• _Directions for this task_
In the court opinion text below, name each of the earlier death penalty cases that the Court lists as its prior capital cases.

Our thorough review of the record leads us to conclude, beyond a reasonable doubt, that the aggravating circumstances appellant was found guilty of committing outweigh the mitigating factors in this case. We have found nothing in our review of the evidence which convinces us that there exists any mitigating evidence which outweighs the aggravating circumstances in this case.4

(4) Whether the sentence is excessive or disproportionate tothe penalty imposed in similar cases.

In addressing whether the sentence of death in this case was excessive or disproportionate, we note that this is the eighth case considered by this Court in which the death penalty was imposed. Our prior capital cases are: State v. Mason (Dec. 9, 1996), Marion App. No. 9-94-45, unreported; State v. Dougherty (Sept. 12, 1996); Hancock App. No. 5-94-2, unreported; State v.Keith (Apr. 5, 1996), Crawford App. No. 3-94-14, unreported;State v. Joseph (Dec. 23, 1993), Allen App. No. 1-91-11, unreported; State v. Murphy (June 26, 1991), Marion App. No. 9-87-35, unreported; State v. Richey (Dec. 28, 1989), Putnam App. No. CA12-87-2, unreported; and State v. Spirko (Mar. 6, 1989), Van Wert App. No. 15-84-22, unreported. We have examined the prior capital cases and find that the imposition of a sentence of death in the present case is proportional to that imposed in our seven prior death penalty cases.

In Mason, supra, our most recently decided death penalty case, the defendant had raped and beaten to death a pregnant nineteen year-old girl. In Dougherty, supra, during the commission of an aggravated robbery, the defendant deliberately and callously shot an employee behind the ear at close range. In Keith, supra, the defendant was convicted of murdering three innocent victims with prior calculation and design. Two of our prior cases, Joseph and Spirko, supra, involved the intentional kidnapping and stabbing of innocent victims. Richey, supra, involved a defendant who deliberately committed arson — killing a two-year old child whom Richey knew to be in the building. In our third death penalty affirmance, Murphy, supra, the defendant murdered a victim by slicing her throat after she refused to comply with his extortion demands during an aggravated burglary and robbery.

After conducting a proportionality review and comparing appellant's case with the facts and circumstances of the seven death penalty cases which have been previously affirmed by this Court, we find that the penalty imposed by the trial court is neither excessive nor disproportionate. Appellant was found guilty of aggravated murder — the offense having been committed for hire and to prevent a witness from testifying at a criminal proceeding. We note, however, that none of our prior cases specifically involved murder for hire. Nevertheless, in the present case we believe that imposition of the death penalty, considering the brutality, the severity, the prior calculation and design, and the sparsity of any mitigating evidence, is proportional and appropriate to the penalties imposed in our prior death penalty cases.

(Records excerpted from a collection)
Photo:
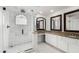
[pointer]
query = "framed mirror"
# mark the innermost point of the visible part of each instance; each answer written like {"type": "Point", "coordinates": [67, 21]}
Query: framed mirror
{"type": "Point", "coordinates": [40, 23]}
{"type": "Point", "coordinates": [56, 23]}
{"type": "Point", "coordinates": [71, 21]}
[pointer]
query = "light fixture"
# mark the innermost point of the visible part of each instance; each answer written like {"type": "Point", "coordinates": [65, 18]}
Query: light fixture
{"type": "Point", "coordinates": [51, 11]}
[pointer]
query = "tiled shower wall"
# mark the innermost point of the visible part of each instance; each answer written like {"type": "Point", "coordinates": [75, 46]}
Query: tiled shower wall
{"type": "Point", "coordinates": [15, 33]}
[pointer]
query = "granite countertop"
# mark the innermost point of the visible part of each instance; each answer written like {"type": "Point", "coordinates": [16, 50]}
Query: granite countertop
{"type": "Point", "coordinates": [63, 34]}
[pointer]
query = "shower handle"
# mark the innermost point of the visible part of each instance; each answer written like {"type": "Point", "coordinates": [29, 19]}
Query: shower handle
{"type": "Point", "coordinates": [8, 26]}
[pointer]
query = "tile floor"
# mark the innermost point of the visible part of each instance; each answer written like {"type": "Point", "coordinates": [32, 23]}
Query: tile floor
{"type": "Point", "coordinates": [44, 48]}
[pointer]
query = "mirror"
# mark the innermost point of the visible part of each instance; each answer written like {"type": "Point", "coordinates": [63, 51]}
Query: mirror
{"type": "Point", "coordinates": [21, 20]}
{"type": "Point", "coordinates": [71, 21]}
{"type": "Point", "coordinates": [56, 23]}
{"type": "Point", "coordinates": [40, 23]}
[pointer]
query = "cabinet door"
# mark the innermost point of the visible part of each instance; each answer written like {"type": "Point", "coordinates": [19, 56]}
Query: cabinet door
{"type": "Point", "coordinates": [73, 46]}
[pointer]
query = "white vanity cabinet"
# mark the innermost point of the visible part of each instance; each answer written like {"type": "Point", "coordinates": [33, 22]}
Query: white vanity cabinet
{"type": "Point", "coordinates": [51, 39]}
{"type": "Point", "coordinates": [57, 41]}
{"type": "Point", "coordinates": [66, 44]}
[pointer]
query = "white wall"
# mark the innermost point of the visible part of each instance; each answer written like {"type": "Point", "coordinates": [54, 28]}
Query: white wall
{"type": "Point", "coordinates": [15, 32]}
{"type": "Point", "coordinates": [58, 13]}
{"type": "Point", "coordinates": [0, 30]}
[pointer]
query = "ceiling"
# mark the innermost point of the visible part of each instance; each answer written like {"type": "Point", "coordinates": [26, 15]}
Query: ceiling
{"type": "Point", "coordinates": [44, 10]}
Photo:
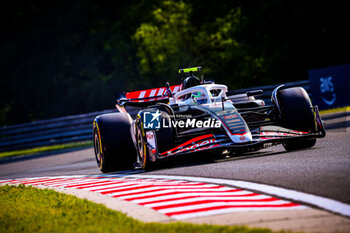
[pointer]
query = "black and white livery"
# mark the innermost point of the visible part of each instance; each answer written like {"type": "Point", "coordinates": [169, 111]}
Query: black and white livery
{"type": "Point", "coordinates": [198, 116]}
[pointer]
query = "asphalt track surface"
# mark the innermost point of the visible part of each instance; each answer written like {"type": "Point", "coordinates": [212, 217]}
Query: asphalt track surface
{"type": "Point", "coordinates": [323, 170]}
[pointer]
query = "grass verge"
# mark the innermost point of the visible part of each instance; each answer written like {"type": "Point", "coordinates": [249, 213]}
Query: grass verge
{"type": "Point", "coordinates": [46, 149]}
{"type": "Point", "coordinates": [27, 209]}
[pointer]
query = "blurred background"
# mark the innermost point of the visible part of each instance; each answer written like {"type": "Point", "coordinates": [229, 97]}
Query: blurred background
{"type": "Point", "coordinates": [68, 57]}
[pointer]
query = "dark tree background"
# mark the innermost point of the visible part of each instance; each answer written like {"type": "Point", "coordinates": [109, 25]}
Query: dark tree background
{"type": "Point", "coordinates": [68, 57]}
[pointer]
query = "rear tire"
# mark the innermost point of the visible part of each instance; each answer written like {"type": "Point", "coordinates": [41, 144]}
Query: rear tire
{"type": "Point", "coordinates": [113, 146]}
{"type": "Point", "coordinates": [297, 114]}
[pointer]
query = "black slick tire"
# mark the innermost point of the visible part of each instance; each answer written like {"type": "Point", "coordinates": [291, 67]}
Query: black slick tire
{"type": "Point", "coordinates": [113, 146]}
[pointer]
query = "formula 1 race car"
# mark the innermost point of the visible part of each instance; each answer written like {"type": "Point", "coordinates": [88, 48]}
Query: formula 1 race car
{"type": "Point", "coordinates": [198, 116]}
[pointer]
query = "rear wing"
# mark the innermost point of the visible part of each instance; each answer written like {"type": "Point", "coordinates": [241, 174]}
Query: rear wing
{"type": "Point", "coordinates": [148, 97]}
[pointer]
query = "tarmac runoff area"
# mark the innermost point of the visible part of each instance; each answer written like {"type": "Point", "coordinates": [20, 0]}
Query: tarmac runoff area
{"type": "Point", "coordinates": [157, 199]}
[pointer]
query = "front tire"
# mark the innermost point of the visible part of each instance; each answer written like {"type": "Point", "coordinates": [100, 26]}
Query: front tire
{"type": "Point", "coordinates": [113, 145]}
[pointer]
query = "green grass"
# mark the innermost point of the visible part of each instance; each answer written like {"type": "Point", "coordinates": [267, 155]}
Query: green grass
{"type": "Point", "coordinates": [46, 149]}
{"type": "Point", "coordinates": [27, 209]}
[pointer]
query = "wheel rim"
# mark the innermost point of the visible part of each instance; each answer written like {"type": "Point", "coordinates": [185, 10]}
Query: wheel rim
{"type": "Point", "coordinates": [140, 149]}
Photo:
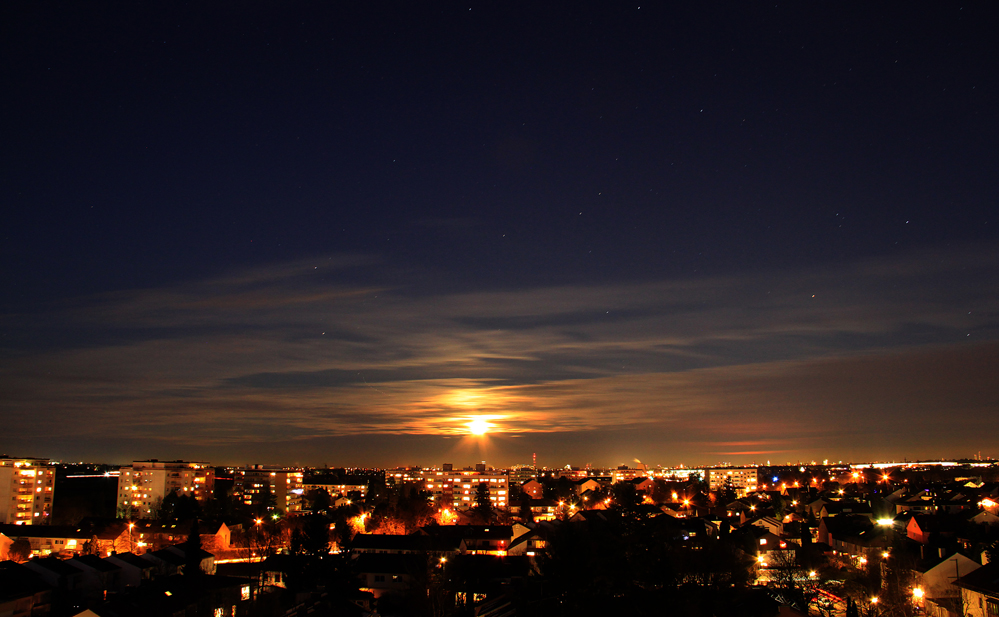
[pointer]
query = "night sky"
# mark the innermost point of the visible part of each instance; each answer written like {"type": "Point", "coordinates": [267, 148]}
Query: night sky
{"type": "Point", "coordinates": [336, 232]}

• _Exercise solution_
State v. Mason
State v. Dougherty
State v. Keith
State v. Joseph
State v. Murphy
State v. Richey
State v. Spirko